─── TASK INPUTS ───
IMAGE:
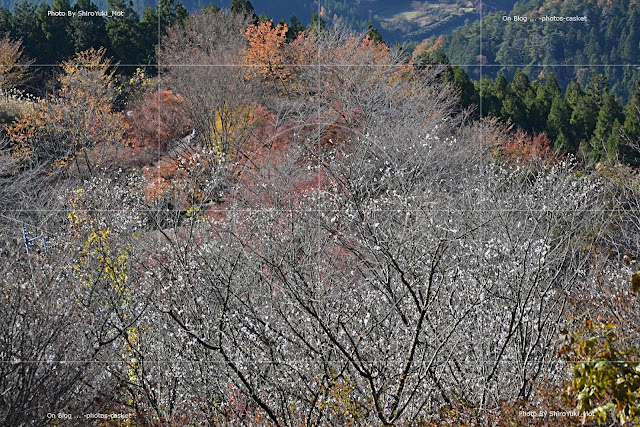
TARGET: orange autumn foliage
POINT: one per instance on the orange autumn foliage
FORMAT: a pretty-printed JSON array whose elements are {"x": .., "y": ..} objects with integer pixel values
[
  {"x": 78, "y": 122},
  {"x": 266, "y": 57},
  {"x": 159, "y": 120}
]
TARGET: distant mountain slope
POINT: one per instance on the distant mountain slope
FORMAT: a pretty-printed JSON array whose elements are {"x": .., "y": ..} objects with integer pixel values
[
  {"x": 398, "y": 21},
  {"x": 604, "y": 38}
]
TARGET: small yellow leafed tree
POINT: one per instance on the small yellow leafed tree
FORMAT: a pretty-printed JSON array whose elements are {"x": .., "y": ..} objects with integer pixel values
[{"x": 77, "y": 127}]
───
> _BRIEF_: Read through the entries and copy every line that includes "slope".

> _COMPLETED EXERCISE_:
TARGET: distant mountain slope
POINT: one per instance on the distant mountain slope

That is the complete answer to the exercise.